TO BE DONE |
**1.** Answer these questions from the royalties thread:
(a) Which professionals, according to rgames, don't have a PRO and don't collect royalties?
(b) What have open letters from the VFX/CG community requested?
(c) What does SamC say would have to grow if royalties vanish?
**2.** Can you quote the part of the royalties thread between "## SamC (Aug" and "biz, composers don't.", inclusive?

READING TEXT |

▶

The royalty model is complicated and inefficient, especially for composers. And economies do a good job of weeding out complexity and inefficiency. So consider that fact when considering the future of PROs and, more generally, royalties in music.

rgames


----------



## SamC (Aug 7, 2021)

rgames said:


> That's the other reason why PROs will eventually go away: why do composers even need royalties? Do the gig, get paid up front, and move on. There's an entire planet's worth of people who make a living that way, including most in the music biz, but because of the history of royalties in the music biz, composers don't.
> 
> For example, VFX/CG artists don't have a PRO and don't collect royalties. They do the same kid of job as composers: work with the director to help him realize his vision through their craft. They sign a contract, do the gig and get paid. Done. Next. It's a vastly more efficient model.
> 
> ...


Being a VFX artists is some of the most under-valued, border-line slave labour style work in this industry. It isn’t at all efficient. Open letters from the VFX/CG community have literally requested a royalty or “points” on films because of this.

What do you think would happen if you went to all these creatives who work on films and offered them a royalty for their work. Do you think they’d turn it down or do you think they’d say yes?

People have reiterated on this board that royalties can vanish, but upfront fees would have to grow. The reason royalties are more important now is because *both* clients and composers are relying on royalties to pick up the slack. I’m following the money…and *for now* the money is still in royalties. When it isn’t, I’ll adapt.

◀

[Photo-based point labeling data]

▶

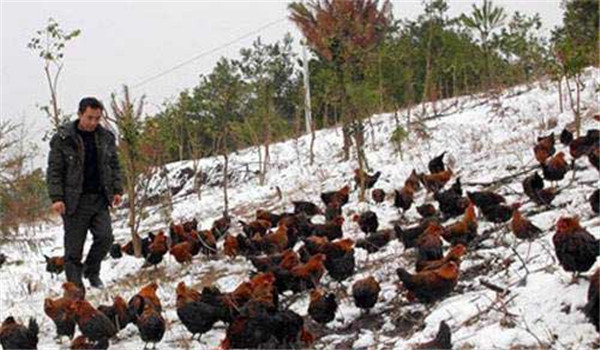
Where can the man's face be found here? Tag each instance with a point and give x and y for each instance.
(89, 119)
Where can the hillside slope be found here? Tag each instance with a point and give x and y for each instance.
(487, 139)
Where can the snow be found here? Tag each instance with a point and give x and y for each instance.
(487, 138)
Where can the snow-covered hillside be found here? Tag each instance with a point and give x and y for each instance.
(486, 138)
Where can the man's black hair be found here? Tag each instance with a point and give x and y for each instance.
(90, 102)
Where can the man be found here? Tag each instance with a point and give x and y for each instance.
(83, 180)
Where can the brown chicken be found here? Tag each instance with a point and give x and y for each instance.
(522, 227)
(367, 221)
(339, 197)
(92, 323)
(117, 312)
(429, 244)
(151, 325)
(463, 231)
(555, 168)
(83, 343)
(436, 165)
(455, 254)
(157, 249)
(322, 308)
(378, 195)
(430, 285)
(592, 307)
(435, 182)
(404, 197)
(14, 335)
(369, 180)
(544, 148)
(55, 264)
(365, 293)
(442, 341)
(576, 249)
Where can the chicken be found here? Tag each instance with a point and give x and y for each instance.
(455, 254)
(55, 264)
(310, 273)
(533, 186)
(208, 242)
(426, 210)
(365, 293)
(115, 251)
(430, 285)
(340, 262)
(117, 312)
(151, 325)
(404, 197)
(522, 227)
(83, 343)
(594, 157)
(308, 208)
(378, 195)
(497, 214)
(410, 235)
(375, 241)
(340, 196)
(370, 180)
(442, 341)
(367, 221)
(576, 249)
(483, 199)
(451, 201)
(435, 182)
(544, 148)
(582, 145)
(413, 181)
(331, 229)
(157, 249)
(555, 168)
(595, 201)
(322, 308)
(197, 315)
(429, 243)
(182, 252)
(436, 165)
(92, 323)
(16, 336)
(58, 312)
(566, 137)
(257, 226)
(463, 231)
(592, 308)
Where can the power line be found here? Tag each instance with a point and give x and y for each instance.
(205, 53)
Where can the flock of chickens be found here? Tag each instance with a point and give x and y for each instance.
(291, 253)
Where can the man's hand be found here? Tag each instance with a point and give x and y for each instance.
(116, 200)
(59, 207)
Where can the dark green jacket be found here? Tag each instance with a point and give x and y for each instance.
(64, 176)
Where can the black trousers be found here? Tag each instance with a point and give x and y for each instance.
(91, 214)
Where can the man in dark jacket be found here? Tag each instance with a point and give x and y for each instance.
(83, 180)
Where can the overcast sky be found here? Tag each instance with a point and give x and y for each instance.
(129, 42)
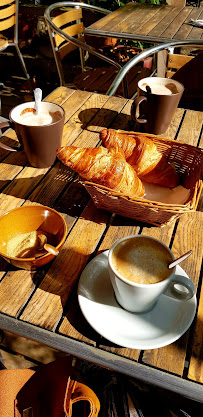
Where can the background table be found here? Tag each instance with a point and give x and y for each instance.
(43, 306)
(149, 23)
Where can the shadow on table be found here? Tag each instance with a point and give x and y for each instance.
(104, 117)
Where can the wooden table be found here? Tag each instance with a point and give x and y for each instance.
(149, 23)
(43, 306)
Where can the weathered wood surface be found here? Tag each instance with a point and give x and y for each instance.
(47, 299)
(150, 23)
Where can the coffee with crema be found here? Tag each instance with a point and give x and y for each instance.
(142, 260)
(161, 88)
(30, 118)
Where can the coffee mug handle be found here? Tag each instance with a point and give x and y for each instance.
(6, 147)
(136, 106)
(181, 288)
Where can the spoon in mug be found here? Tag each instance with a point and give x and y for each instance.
(38, 99)
(178, 260)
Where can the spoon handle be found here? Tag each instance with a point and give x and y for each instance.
(38, 99)
(182, 258)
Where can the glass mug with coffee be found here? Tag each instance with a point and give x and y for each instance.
(39, 135)
(156, 103)
(138, 268)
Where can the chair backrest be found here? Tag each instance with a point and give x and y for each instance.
(8, 14)
(71, 24)
(175, 62)
(66, 29)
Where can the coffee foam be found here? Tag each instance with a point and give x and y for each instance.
(161, 89)
(44, 118)
(142, 260)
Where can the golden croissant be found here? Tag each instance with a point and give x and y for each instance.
(102, 166)
(141, 152)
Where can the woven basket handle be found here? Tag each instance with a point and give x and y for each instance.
(75, 391)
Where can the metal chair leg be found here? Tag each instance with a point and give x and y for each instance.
(24, 66)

◀

OUTPUTS IN ORDER |
**1.**
(a) VFX/CG artists
(b) A royalty or "points" on films
(c) Upfront fees

**2.**
## SamC (Aug 7, 2021)

rgames said:


> That's the other reason why PROs will eventually go away: why do composers even need royalties? Do the gig, get paid up front, and move on. There's an entire planet's worth of people who make a living that way, including most in the music biz, but because of the history of royalties in the music biz, composers don't.